◆ Problem details ◆
Return only the number of lines in the material below holding the string "roof".

◆ Data provided ◆

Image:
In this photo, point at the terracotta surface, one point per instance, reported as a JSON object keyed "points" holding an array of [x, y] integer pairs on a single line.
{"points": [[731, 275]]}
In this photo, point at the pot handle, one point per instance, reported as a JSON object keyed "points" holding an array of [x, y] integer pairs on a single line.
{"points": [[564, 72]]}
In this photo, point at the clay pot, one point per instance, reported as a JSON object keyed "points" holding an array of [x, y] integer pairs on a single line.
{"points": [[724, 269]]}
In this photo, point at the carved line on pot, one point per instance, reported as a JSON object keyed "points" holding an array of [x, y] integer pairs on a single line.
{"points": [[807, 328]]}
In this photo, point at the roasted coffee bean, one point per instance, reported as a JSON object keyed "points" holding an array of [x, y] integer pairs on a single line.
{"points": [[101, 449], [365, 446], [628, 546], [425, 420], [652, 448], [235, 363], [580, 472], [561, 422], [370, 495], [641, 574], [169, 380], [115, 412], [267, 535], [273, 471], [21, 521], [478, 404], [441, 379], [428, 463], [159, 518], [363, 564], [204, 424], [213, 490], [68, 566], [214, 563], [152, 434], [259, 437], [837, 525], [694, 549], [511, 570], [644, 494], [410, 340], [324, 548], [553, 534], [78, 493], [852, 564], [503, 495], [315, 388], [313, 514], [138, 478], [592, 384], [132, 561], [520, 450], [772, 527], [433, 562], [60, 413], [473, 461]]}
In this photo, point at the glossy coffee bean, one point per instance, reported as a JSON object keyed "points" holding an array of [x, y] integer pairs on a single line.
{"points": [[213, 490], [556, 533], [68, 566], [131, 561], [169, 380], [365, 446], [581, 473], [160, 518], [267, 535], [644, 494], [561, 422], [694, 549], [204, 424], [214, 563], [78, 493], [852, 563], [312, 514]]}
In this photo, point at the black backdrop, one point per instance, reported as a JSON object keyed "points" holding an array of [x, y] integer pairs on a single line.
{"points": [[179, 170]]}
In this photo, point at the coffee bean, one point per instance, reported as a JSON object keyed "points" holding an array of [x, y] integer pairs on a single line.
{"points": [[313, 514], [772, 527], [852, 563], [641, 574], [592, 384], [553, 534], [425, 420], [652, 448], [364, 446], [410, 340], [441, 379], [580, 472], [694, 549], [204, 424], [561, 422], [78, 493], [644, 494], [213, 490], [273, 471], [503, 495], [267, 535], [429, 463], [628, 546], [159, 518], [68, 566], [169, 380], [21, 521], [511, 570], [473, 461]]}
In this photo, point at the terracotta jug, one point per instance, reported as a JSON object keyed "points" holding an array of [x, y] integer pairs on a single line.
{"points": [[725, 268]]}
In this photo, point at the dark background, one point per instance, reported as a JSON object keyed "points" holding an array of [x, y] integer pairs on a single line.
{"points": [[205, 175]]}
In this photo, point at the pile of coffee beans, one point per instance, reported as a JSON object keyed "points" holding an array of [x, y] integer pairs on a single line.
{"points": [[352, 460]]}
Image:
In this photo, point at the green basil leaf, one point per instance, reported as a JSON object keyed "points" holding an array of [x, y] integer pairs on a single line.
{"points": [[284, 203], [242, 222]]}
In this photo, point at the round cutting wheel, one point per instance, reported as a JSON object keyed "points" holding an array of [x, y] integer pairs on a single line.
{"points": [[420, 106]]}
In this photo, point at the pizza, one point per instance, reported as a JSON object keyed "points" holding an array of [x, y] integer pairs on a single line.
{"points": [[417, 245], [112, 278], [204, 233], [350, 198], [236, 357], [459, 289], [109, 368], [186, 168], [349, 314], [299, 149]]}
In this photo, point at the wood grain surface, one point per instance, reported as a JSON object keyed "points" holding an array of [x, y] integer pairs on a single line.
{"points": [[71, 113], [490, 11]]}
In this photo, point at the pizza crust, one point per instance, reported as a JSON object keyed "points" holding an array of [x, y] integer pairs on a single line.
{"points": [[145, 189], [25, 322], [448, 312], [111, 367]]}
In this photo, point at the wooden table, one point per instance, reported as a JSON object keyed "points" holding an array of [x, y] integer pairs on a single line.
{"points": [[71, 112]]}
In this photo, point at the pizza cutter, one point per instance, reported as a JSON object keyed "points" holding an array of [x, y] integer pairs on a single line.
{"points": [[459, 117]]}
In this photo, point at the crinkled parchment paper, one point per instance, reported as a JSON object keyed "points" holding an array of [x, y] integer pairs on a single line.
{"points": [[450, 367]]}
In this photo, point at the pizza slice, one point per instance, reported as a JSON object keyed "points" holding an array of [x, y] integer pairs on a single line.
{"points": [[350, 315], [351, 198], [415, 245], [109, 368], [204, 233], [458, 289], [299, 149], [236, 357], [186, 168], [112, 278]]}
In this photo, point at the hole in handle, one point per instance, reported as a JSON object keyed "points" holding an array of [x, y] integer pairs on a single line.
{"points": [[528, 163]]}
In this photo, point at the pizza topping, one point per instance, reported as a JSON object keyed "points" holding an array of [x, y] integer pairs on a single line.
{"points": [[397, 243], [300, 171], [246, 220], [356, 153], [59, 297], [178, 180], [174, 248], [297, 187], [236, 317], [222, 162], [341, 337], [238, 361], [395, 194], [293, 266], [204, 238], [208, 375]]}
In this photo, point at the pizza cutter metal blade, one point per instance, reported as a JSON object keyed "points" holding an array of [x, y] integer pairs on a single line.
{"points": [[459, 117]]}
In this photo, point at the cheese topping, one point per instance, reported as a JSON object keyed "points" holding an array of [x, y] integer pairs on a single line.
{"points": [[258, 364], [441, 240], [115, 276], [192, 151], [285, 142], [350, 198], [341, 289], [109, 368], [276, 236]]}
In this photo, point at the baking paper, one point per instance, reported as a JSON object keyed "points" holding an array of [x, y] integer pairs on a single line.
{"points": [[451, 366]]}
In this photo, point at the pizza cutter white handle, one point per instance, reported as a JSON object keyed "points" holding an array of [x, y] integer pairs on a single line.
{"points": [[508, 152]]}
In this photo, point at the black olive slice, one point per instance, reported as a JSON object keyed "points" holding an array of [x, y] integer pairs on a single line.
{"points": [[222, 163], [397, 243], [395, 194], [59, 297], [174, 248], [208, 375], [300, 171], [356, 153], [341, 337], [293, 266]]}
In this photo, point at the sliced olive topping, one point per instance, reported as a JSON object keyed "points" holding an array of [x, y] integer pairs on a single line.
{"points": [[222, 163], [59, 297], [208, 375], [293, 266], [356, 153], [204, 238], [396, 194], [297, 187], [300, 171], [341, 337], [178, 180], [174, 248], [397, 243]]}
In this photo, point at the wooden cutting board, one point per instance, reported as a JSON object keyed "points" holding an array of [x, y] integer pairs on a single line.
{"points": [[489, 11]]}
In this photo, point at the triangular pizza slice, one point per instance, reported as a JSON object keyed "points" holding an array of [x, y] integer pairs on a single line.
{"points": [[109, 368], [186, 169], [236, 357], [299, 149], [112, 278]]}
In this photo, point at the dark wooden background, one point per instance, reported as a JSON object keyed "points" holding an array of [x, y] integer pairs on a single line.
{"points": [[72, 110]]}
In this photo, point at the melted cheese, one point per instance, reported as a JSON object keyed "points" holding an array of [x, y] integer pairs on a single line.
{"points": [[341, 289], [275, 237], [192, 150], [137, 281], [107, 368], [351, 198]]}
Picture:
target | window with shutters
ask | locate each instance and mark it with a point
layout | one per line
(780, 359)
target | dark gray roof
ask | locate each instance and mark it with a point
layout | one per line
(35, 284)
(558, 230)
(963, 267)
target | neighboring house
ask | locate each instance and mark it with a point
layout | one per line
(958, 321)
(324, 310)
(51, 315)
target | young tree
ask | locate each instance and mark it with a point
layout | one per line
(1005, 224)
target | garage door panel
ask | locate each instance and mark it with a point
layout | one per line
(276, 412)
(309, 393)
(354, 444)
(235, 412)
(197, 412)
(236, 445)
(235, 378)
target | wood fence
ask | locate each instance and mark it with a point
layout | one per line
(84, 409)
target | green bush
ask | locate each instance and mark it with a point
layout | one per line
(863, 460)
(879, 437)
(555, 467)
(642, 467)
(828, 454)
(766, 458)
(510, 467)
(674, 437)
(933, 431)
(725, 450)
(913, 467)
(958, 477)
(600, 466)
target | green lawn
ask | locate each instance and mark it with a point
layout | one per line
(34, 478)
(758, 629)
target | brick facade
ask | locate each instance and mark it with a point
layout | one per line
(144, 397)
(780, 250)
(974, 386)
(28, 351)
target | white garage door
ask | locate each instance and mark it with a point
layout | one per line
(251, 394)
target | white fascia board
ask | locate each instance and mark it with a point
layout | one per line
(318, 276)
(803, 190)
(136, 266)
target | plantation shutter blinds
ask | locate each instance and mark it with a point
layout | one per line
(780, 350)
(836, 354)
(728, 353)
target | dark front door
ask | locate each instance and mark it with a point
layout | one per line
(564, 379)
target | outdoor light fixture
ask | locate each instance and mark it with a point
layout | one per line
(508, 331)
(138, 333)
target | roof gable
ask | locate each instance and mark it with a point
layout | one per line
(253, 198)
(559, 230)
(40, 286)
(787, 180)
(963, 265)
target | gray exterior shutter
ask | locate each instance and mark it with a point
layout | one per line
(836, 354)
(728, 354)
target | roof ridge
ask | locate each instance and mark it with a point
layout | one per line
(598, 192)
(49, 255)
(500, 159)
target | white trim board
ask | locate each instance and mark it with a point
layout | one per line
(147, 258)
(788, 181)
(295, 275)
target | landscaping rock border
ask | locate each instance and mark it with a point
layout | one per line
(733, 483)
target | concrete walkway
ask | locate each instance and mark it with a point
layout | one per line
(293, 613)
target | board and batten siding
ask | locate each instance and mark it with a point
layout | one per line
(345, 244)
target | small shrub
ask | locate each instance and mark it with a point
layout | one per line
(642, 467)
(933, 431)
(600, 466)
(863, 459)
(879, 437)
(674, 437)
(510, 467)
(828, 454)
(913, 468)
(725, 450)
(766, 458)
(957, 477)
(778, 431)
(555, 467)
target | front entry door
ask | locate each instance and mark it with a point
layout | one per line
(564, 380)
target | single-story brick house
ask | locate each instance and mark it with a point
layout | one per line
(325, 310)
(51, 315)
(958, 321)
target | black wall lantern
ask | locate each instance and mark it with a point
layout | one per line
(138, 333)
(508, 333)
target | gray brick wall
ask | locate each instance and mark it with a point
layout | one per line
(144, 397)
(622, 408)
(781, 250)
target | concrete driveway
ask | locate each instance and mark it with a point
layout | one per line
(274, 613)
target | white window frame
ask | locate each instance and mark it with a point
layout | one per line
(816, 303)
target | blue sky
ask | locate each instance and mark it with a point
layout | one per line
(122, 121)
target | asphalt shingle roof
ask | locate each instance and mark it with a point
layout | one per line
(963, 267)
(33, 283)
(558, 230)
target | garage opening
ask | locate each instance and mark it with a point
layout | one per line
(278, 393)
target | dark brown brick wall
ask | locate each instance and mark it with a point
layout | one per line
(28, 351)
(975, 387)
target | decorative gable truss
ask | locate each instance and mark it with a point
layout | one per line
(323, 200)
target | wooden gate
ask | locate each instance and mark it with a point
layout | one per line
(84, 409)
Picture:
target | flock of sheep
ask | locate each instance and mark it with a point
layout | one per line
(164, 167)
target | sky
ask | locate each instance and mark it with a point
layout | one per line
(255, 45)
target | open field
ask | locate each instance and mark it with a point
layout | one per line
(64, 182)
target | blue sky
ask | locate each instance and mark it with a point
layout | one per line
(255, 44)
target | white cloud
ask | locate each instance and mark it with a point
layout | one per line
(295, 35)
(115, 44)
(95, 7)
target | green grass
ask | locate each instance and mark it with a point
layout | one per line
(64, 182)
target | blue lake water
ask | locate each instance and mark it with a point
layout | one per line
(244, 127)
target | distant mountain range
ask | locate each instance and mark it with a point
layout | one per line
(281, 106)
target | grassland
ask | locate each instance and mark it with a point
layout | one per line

◆ Expected answer ◆
4